*** Document excerpt ***

91:an (Eng: № 91) is a popular bi-weekly Swedish comic book published by Egmont Kärnan AB. First brought out in 1956, it primarily publishes comic strips by Swedish cartoonists.

Although it is read by some younger children it is mainly aimed at teenagers and adults, with 72% of its current readership aged 20 or over. Total readership is approximately 278,000.

The current editor is Karin Wahlund Franck.

Featured comic strips
The principal cartoon strip is 91:an, whose principal character, Mandel Karlsson, is a young man (aged perhaps 20 or 21) doing conscribed military service in the Swedish Army. His number is "91", thus he is widely known in Sweden as "91:an Karlsson", although in the modern comic strip itself he is almost always referred to as Mandel (Eng: Almond, an extremely unusual first name), or simply  as "91:an".

From the very first edition two other strips have featured in every edition: Åsa-Nisse (which has also had its own comic book, periodically, since 1960) and Kronblom.

*** Records supplied ***

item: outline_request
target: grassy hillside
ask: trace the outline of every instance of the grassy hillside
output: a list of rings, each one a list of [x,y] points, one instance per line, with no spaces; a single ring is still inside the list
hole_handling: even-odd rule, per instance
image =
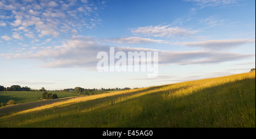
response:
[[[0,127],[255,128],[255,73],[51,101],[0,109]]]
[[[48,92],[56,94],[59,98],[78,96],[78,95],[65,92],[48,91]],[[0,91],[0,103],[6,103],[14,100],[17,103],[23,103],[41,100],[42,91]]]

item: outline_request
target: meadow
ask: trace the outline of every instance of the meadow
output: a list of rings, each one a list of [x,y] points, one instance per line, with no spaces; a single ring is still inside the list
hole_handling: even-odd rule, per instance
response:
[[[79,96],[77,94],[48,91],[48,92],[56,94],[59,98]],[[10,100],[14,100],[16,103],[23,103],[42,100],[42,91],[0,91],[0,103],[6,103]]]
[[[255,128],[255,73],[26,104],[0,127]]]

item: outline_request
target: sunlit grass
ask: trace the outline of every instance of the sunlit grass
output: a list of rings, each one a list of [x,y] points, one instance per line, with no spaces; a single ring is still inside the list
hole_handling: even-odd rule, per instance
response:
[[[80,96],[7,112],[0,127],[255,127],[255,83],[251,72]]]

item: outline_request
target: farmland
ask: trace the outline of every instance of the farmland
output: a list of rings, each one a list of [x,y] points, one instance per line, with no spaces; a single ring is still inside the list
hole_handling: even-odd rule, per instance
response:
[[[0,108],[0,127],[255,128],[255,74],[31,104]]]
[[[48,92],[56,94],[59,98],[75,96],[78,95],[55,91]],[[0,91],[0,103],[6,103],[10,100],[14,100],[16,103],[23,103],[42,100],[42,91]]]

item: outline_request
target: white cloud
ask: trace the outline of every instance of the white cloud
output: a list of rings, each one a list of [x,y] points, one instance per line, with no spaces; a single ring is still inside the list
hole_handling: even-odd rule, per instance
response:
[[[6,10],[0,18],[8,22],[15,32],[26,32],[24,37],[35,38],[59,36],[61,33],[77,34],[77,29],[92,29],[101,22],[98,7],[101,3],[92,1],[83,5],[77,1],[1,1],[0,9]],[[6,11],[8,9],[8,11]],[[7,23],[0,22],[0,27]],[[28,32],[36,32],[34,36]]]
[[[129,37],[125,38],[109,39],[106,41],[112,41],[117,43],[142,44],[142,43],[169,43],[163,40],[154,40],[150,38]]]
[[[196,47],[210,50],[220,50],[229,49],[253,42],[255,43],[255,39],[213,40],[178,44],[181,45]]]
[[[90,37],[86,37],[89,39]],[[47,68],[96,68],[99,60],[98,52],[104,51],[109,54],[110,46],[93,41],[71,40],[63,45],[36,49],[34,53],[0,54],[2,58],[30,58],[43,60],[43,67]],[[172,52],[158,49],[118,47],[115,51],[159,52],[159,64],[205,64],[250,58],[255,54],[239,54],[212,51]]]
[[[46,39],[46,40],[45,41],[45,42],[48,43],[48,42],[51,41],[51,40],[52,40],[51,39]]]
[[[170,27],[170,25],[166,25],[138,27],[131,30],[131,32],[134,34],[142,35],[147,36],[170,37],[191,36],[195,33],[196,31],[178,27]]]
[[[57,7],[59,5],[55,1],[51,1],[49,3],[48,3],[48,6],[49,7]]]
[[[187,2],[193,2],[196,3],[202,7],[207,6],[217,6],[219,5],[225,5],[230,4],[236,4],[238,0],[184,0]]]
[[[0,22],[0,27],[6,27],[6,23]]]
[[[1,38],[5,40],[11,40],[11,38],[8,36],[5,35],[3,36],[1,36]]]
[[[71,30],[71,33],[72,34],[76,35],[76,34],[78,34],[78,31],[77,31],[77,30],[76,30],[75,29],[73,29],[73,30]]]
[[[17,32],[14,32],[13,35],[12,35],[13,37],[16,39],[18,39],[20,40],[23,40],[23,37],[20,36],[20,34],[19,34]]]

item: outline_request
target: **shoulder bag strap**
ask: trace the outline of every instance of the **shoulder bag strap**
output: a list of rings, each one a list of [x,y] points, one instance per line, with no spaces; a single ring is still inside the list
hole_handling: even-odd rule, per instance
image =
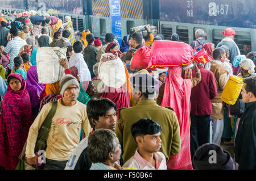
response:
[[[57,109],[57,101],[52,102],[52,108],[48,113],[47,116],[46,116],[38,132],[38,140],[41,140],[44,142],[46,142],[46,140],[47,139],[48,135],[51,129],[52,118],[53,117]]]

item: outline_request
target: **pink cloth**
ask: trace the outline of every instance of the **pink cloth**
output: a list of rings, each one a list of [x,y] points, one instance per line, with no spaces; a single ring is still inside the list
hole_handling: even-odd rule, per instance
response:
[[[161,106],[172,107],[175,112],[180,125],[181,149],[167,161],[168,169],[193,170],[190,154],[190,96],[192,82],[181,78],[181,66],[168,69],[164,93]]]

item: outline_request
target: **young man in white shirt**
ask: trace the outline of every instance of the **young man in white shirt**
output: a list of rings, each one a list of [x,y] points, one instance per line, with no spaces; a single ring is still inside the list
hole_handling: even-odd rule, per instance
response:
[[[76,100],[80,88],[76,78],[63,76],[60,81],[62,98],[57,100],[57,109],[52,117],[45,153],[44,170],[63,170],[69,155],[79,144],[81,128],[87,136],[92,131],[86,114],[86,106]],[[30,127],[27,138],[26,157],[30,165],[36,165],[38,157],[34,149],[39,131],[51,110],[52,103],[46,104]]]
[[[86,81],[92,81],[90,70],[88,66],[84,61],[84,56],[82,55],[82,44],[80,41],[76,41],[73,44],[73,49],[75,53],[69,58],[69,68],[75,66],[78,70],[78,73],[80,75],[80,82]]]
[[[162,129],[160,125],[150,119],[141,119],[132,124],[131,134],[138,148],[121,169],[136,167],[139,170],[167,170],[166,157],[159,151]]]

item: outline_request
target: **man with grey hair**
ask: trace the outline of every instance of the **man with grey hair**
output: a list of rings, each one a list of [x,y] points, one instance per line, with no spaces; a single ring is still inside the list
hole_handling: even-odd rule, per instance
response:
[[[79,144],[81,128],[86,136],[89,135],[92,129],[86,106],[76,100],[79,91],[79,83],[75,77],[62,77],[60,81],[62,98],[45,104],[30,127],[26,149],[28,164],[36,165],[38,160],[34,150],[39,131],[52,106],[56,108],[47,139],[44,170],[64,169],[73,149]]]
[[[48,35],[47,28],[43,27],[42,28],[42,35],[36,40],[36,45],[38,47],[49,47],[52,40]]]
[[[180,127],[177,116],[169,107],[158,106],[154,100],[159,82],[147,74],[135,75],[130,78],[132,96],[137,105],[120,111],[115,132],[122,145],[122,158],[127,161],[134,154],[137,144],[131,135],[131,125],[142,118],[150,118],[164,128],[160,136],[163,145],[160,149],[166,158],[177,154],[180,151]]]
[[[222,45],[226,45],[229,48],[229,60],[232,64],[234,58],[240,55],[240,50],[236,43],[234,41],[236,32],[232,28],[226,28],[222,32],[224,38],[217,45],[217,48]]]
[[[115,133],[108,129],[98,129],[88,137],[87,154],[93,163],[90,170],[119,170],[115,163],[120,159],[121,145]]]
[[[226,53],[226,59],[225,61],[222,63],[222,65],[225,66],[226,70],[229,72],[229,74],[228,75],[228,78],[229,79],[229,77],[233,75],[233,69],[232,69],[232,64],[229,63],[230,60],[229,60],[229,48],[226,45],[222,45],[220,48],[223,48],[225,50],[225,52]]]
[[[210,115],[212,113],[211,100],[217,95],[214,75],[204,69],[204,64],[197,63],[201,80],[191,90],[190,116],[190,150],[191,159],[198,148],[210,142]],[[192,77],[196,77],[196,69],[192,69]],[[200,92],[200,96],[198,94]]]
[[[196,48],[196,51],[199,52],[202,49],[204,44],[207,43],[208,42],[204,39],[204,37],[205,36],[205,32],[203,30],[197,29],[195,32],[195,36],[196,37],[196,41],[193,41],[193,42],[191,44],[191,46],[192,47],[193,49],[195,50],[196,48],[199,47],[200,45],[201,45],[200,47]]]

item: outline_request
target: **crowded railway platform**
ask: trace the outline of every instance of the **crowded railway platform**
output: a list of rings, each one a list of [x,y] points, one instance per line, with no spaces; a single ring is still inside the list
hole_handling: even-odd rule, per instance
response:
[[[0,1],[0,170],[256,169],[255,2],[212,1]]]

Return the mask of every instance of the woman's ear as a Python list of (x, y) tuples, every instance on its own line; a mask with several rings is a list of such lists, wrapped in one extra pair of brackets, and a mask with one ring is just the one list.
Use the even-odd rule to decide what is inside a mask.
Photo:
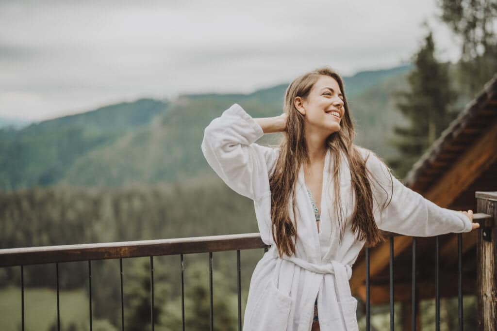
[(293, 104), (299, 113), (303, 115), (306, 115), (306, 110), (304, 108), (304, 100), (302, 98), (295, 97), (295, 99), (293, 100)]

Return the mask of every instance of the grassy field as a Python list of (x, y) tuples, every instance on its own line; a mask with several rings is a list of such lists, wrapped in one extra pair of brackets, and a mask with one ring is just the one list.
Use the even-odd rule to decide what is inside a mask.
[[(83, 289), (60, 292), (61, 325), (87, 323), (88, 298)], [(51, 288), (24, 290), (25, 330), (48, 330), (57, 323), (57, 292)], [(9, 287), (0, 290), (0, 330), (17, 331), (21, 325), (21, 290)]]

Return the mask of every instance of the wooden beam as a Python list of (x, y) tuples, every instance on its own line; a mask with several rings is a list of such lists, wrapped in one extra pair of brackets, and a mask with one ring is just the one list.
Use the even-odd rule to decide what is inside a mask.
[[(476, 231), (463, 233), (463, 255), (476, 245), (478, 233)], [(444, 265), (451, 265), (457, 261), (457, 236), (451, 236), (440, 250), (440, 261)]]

***

» What you will do
Please continue the piece on the Swedish comic book 91:an above, picking up right after its last sentence.

» Output of the task
Historic line up
Other strips which have had runs in the comic are:
Acke (the American strip Archie)
Adamson (a Swedish strip which went on to great success in the United States, and worldwide, renamed as Silent Sam and Adamson's Adventures)
Agust
Biffen och Bananen
Flygsoldat 113 Bom
Frisk och Rask
Geniet
Herr Larsson
Historiska historier
Jönsson-Ligan
Knallhatten (the American strip Li'l Abner)
Lilla Fridolf (now has its own comic book)
Livet hemmavid
Olle Bull (the American strip Oaky Doaks)
Sputnik
Svenne Gurka
Tuffa Viktor (the English strip Andy Capp)
Uti vår hage (now has its own comic book)
Vimmelgrind
Vi å pappa (now published as an Annual)
Vår lilla stad

Current line up
91:an
Åsa-Nisse
Kronblom
Livet hemmavid
Ferguson (every second issue)
Lilla Fridolf (occasional)
Flygsoldat 113 Bom (occasional)

91:an mot väggen 
One of the key features of the comic is a remarkable readers' letters section, covering 2 pages, called 91:an mot väggen or Ställ 91:an mot väggen (Eng: Put No. 91 up against the wall). Here, one of the longest serving writers, Leif Bergendorff, replies to letters in an open and informative manner.

See also
91:an (comic strip)
Mandel Karlsson
91 Stomperud, a Norwegian comic character initially based on the Swedish character

References 
  (Åhlén & Åkerlunds)
  (Semic)
  (Egmont)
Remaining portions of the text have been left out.